• TRY IT
Output every entry exactly as given.

Stored data entries:
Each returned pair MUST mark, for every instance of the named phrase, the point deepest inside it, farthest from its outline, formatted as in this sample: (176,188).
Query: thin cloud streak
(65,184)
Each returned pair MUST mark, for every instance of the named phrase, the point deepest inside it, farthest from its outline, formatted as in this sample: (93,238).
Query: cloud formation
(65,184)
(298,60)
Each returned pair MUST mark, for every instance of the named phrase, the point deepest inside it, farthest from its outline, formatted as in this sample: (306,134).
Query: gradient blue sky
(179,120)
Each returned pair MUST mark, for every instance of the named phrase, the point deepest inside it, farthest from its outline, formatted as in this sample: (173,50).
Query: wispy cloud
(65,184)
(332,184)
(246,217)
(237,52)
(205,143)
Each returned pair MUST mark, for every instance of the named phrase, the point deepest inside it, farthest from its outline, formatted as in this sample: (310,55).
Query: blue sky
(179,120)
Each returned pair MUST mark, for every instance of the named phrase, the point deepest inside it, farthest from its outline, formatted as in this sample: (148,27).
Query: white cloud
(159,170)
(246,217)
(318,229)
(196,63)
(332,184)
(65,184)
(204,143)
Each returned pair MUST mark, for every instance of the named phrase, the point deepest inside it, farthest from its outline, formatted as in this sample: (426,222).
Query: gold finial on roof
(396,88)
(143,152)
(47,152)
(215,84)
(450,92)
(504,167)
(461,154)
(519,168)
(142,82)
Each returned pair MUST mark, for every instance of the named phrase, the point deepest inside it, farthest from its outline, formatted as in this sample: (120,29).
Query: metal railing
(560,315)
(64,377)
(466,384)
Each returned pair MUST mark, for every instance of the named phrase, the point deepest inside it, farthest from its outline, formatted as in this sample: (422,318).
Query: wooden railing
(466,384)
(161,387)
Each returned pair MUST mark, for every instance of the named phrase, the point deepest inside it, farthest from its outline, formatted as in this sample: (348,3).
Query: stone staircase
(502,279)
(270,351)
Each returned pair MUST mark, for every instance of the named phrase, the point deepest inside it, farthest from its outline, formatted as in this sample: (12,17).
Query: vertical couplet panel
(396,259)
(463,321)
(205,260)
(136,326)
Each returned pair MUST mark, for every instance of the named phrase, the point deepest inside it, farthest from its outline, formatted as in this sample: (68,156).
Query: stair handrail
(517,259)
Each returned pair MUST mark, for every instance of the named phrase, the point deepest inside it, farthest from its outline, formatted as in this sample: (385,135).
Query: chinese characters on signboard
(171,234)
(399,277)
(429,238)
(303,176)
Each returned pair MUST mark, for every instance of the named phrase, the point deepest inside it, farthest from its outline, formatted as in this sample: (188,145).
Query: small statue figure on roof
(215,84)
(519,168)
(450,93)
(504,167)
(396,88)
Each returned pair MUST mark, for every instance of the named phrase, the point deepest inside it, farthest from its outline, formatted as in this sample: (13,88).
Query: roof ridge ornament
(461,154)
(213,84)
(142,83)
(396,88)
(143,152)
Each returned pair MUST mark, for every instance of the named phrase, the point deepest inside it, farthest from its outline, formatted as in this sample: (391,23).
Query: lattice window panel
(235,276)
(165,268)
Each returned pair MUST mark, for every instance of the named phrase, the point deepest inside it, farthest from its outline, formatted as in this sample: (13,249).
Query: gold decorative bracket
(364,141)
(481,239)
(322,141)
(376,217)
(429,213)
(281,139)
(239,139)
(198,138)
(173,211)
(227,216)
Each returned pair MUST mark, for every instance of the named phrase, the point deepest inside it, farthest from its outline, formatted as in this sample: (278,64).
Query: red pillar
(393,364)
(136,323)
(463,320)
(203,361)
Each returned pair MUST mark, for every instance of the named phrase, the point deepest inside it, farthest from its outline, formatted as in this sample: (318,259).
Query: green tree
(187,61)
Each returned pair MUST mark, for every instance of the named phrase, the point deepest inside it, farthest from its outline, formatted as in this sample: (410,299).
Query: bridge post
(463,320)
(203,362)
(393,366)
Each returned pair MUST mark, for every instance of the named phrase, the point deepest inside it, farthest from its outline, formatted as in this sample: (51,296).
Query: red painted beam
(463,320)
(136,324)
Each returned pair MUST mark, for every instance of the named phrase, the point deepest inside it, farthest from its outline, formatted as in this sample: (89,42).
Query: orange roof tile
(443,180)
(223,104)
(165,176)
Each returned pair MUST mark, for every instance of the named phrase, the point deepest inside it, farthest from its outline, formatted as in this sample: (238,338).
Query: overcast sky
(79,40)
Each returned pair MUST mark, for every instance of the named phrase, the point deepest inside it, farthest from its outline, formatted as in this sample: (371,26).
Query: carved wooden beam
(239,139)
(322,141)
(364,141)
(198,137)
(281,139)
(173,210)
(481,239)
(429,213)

• RESPONSE TO THIS TASK
Each returned pair MUST mark, for every instance of the named phrase, the point deepest inside it, farthest from its outline, formatted as in this sample: (176,188).
Query: thin cloud streak
(65,184)
Each returned pair MUST mark, for every instance of the named phrase, the point deepest inside it, farthest from its outline, formatted as in this sample: (93,238).
Query: cloud formation
(65,184)
(298,60)
Each returned pair MUST mark, for every instance of the named phrase, the point deepest inside it, farthest from its outline, formatted as in this sample: (306,134).
Query: gradient blue sky
(179,120)
Each returned pair MUST mark, for every instance of the named phrase, the point deepest inside it, farthest from its outline, formatted as in this sample: (173,50).
Query: wispy cloud
(65,184)
(332,184)
(246,217)
(237,52)
(205,143)
Each returned pair MUST mark, for every instance of the named phrase, the point deepest inside it, farthest from its outline, formatted as in this sample: (310,55).
Query: blue sky
(179,120)
Each returned pair MUST mark, for every instance of the named phrase, the point deepest inside it, farthest from its outline, formatted as in this sample: (148,27).
Query: white cloud
(159,170)
(246,217)
(318,229)
(196,63)
(332,184)
(65,184)
(204,143)
Each returned pair MUST mark, for every instance of the named phrase, the point deepest inside it, farthest from its outline, formatted as in this sample: (426,222).
Query: gold finial on roof
(396,88)
(143,152)
(47,152)
(215,84)
(450,92)
(504,167)
(461,154)
(519,168)
(142,82)
Each returned pair MUST mark, for every instance of the named phrase, the point deepest inside it, farthest from its outline, formatted as in this sample: (120,29).
Query: metal railing
(560,315)
(64,377)
(466,384)
Each returned pair MUST mark, for every instance of the named phrase, the point deepest inside it, farthest from its outline, formatted as in this sample: (422,318).
Query: wooden railing
(466,384)
(161,387)
Each returned pair MUST mark, for every instance of the named phrase, the point deepest inside it, farthest from its outline, formatted as in this sample: (348,3).
Query: stone staircase
(502,279)
(270,351)
Each returned pair MUST mark, for every instance of the named phrase, the point deepest inside it, farthest from its outline, formatted as in this sample: (12,17).
Query: vertical couplet panel
(396,259)
(463,321)
(205,260)
(136,326)
Each returned pair MUST mark, for every instance of the named phrase, the point deepest inside it, farthest from its outline, formatted as in this sample: (68,156).
Query: stair handrail
(517,259)
Each returned pair MUST mark, for every instance of the named phrase, the point deepest inside it, farthest from its outline, formatted as in this sample: (385,135).
Query: chinese characters on signboard
(171,234)
(399,277)
(429,238)
(303,176)
Each returned pair MUST mark, for every instance of the named phrase, the point deepest inside it, farthest from its outline, formatted as in this sample: (188,145).
Query: small statue figure on roof
(215,84)
(519,168)
(450,93)
(504,167)
(396,88)
Each returned pair MUST mark, for every instance of the named phrase, the point deepest inside it, farthest from its outline, formatted as in this sample: (13,88).
Query: roof ridge ornament
(461,154)
(213,84)
(142,83)
(396,88)
(143,152)
Each returned pair MUST mark, for every instance of the named phrase, the point deepest inside it, farthest from its outline, formatted as in this sample: (391,23).
Query: lattice window panel
(235,276)
(165,268)
Each returned pair MUST mark, for every instance of the named phrase, the point deepest inside it, farthest from its outline, formatted as in this sample: (13,249).
Query: gold decorative bracket
(364,141)
(481,239)
(322,141)
(376,217)
(429,213)
(281,139)
(239,139)
(198,138)
(173,211)
(227,216)
Each returned pair MUST mark, for every instance of the named phrase, the point deepest inside it, farthest from its outline, formatted as in this sample: (278,64).
Query: red pillar
(393,364)
(136,323)
(463,320)
(203,361)
Each returned pair MUST mark, for every instance of the named phrase, the point deepest inside it, farthest from its outline, formatted as in this sample: (318,259).
Query: green tree
(187,61)
Each returned pair MUST mark, for every instance of the named phrase, the point deepest inside it, farthest from its outline, formatted as in this sample: (410,299).
Query: bridge post
(463,320)
(203,362)
(393,366)
Each returned pair MUST mark, for every instance of the named phrase, the point deepest inside it, farthest from its outline, formatted as in this sample: (51,296).
Query: red painted beam
(463,320)
(136,324)
Each returned pair MUST mark, for every instance of the named phrase, the point deepest inside it, farthest from its outline, formatted as in this sample: (89,42).
Query: orange roof tile
(443,180)
(223,104)
(165,176)
Each returned pair MUST mark, for every instance of the named phrase, the point deepest inside it, farthest from its outline, formatted as in this sample: (238,338).
Query: overcast sky
(79,40)
Each returned pair MUST mark, for every instance of the named phrase, the point deepest inside it, farthest from its outline, formatted as in this sample: (371,26).
Query: carved wooden beam
(239,139)
(322,141)
(364,141)
(198,137)
(281,139)
(173,210)
(481,239)
(429,213)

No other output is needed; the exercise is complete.